PROBLEM DESCRIPTION ::
Copy out the stretch of items from the line containing "reflection of sky in water -> point" through the end of the items, requests included. Multiply every point coordinate in the answers by 0.85, round each to a whole number with halves rounded up, and leave the pictures out.

□ □ □ □

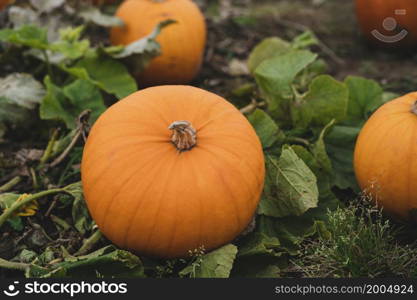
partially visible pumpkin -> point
(4, 3)
(385, 157)
(171, 169)
(388, 22)
(182, 43)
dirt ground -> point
(235, 27)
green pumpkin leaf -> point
(268, 48)
(215, 264)
(364, 97)
(19, 95)
(67, 103)
(69, 45)
(290, 187)
(275, 77)
(93, 14)
(147, 45)
(84, 95)
(319, 150)
(27, 35)
(327, 99)
(340, 144)
(267, 130)
(109, 74)
(257, 244)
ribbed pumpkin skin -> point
(385, 157)
(371, 14)
(147, 197)
(182, 44)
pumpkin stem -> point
(184, 135)
(414, 108)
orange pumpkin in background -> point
(385, 157)
(390, 23)
(170, 169)
(182, 43)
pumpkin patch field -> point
(208, 139)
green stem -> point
(89, 243)
(10, 184)
(48, 63)
(48, 151)
(60, 222)
(18, 204)
(13, 265)
(297, 140)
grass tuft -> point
(362, 243)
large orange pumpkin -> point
(170, 169)
(182, 43)
(388, 22)
(385, 156)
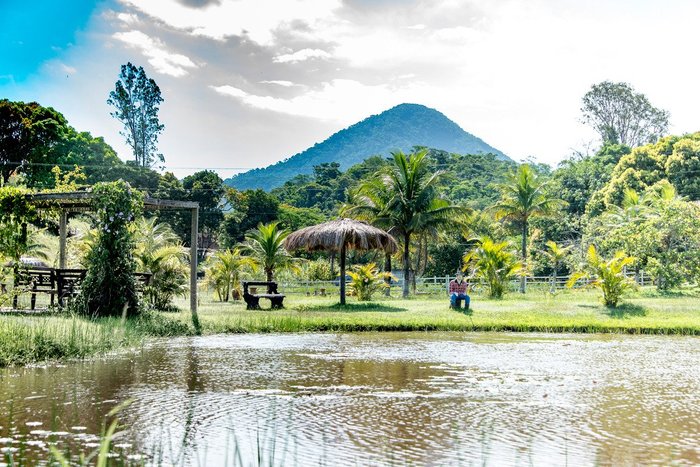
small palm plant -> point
(366, 280)
(495, 263)
(264, 246)
(160, 253)
(223, 273)
(606, 275)
(556, 255)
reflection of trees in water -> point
(646, 421)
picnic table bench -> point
(36, 280)
(253, 299)
(64, 283)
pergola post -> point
(194, 234)
(342, 274)
(62, 231)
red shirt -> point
(458, 287)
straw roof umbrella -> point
(339, 236)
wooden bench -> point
(253, 300)
(35, 280)
(65, 283)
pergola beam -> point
(63, 234)
(82, 201)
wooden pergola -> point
(82, 201)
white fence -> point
(439, 285)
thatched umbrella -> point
(338, 236)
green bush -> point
(109, 287)
(495, 263)
(319, 270)
(366, 280)
(606, 275)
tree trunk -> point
(406, 264)
(524, 251)
(342, 274)
(387, 268)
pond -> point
(370, 398)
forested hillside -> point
(399, 128)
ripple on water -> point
(385, 399)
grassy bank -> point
(26, 339)
(645, 313)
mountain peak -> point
(399, 128)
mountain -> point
(401, 127)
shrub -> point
(608, 276)
(159, 252)
(109, 285)
(366, 280)
(319, 270)
(223, 273)
(495, 263)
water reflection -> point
(382, 399)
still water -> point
(371, 399)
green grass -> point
(26, 339)
(645, 313)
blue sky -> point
(35, 32)
(250, 82)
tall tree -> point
(29, 135)
(410, 202)
(621, 115)
(524, 196)
(206, 188)
(136, 98)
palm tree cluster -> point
(160, 253)
(263, 250)
(405, 201)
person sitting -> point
(458, 292)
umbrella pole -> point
(342, 274)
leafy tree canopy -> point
(621, 115)
(676, 158)
(136, 98)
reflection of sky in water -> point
(379, 398)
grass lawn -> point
(25, 339)
(646, 312)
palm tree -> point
(160, 253)
(405, 201)
(367, 202)
(264, 246)
(223, 272)
(607, 275)
(556, 255)
(494, 263)
(522, 198)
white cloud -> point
(340, 100)
(128, 18)
(301, 55)
(255, 19)
(58, 68)
(165, 62)
(279, 82)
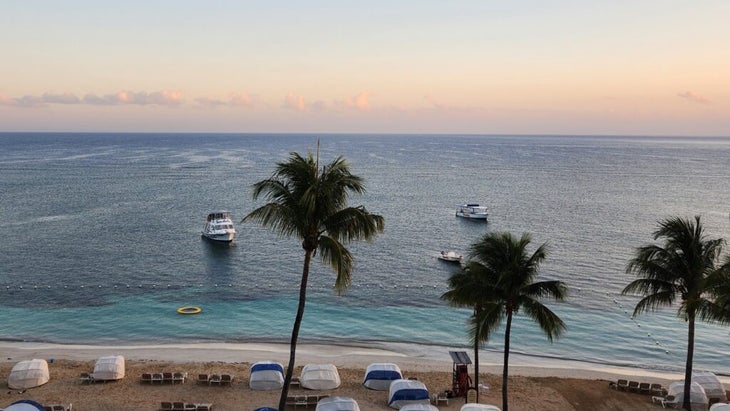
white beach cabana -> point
(479, 407)
(404, 392)
(697, 397)
(109, 368)
(337, 404)
(266, 376)
(28, 374)
(378, 376)
(714, 389)
(319, 377)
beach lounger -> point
(226, 379)
(179, 377)
(656, 389)
(156, 377)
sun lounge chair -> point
(179, 377)
(656, 389)
(226, 379)
(156, 377)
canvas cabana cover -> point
(404, 392)
(266, 375)
(378, 376)
(109, 368)
(418, 407)
(25, 405)
(479, 407)
(697, 397)
(319, 377)
(28, 374)
(337, 404)
(711, 384)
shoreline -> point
(408, 356)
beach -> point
(544, 385)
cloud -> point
(294, 102)
(694, 98)
(161, 98)
(359, 102)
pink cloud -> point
(694, 98)
(359, 101)
(294, 102)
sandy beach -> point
(534, 384)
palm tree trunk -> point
(476, 362)
(505, 367)
(688, 366)
(295, 330)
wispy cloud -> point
(294, 102)
(235, 100)
(161, 98)
(694, 98)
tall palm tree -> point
(682, 268)
(311, 204)
(498, 281)
(466, 290)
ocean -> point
(102, 240)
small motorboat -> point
(450, 256)
(472, 211)
(219, 227)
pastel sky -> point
(626, 67)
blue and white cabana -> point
(378, 376)
(266, 375)
(404, 392)
(319, 377)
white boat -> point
(219, 227)
(473, 211)
(450, 256)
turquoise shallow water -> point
(105, 238)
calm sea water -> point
(102, 238)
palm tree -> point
(465, 290)
(311, 204)
(497, 282)
(683, 268)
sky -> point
(613, 67)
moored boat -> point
(450, 256)
(472, 211)
(219, 227)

□ □ □ □

EXERCISE ANSWER ::
reflection of sky in water -> point
(322, 338)
grass lawn -> point
(21, 288)
(549, 265)
palm tree -> point
(136, 215)
(344, 171)
(312, 172)
(224, 209)
(190, 231)
(516, 234)
(473, 217)
(420, 224)
(444, 168)
white cloud -> point
(289, 85)
(109, 15)
(256, 47)
(217, 16)
(49, 58)
(140, 53)
(237, 70)
white beach cabana -> point
(407, 346)
(343, 333)
(592, 337)
(93, 313)
(286, 343)
(226, 320)
(24, 318)
(321, 320)
(607, 331)
(271, 320)
beach lounger -> point
(192, 322)
(152, 320)
(558, 331)
(133, 320)
sun lounge chair -> point
(152, 320)
(558, 331)
(192, 322)
(133, 320)
canvas cabana cover -> point
(343, 333)
(226, 319)
(321, 320)
(93, 313)
(355, 346)
(21, 344)
(407, 346)
(592, 337)
(271, 320)
(24, 318)
(286, 343)
(604, 326)
shoreline -> point
(347, 303)
beach -> point
(462, 327)
cloud -> point
(250, 87)
(590, 83)
(137, 83)
(305, 87)
pink cloud -> point
(590, 83)
(305, 86)
(250, 87)
sandy beach -> point
(454, 326)
palm tree trunk -> point
(405, 308)
(429, 312)
(585, 311)
(251, 281)
wispy cloud -> point
(250, 87)
(200, 85)
(137, 83)
(590, 83)
tall palm tree -> point
(580, 228)
(264, 173)
(423, 239)
(396, 247)
ocean -> point
(87, 204)
small motorboat -> point
(383, 218)
(401, 179)
(186, 193)
pastel sky -> point
(532, 57)
blue and white cabana -> point
(321, 320)
(226, 319)
(343, 333)
(271, 320)
white boat -> point
(186, 193)
(402, 179)
(383, 218)
turquoise shallow water -> point
(89, 202)
calm sea water -> point
(87, 202)
palm tree -> point
(395, 247)
(264, 173)
(422, 240)
(581, 228)
sky -> point
(521, 57)
moored boat -> point
(383, 218)
(401, 179)
(186, 193)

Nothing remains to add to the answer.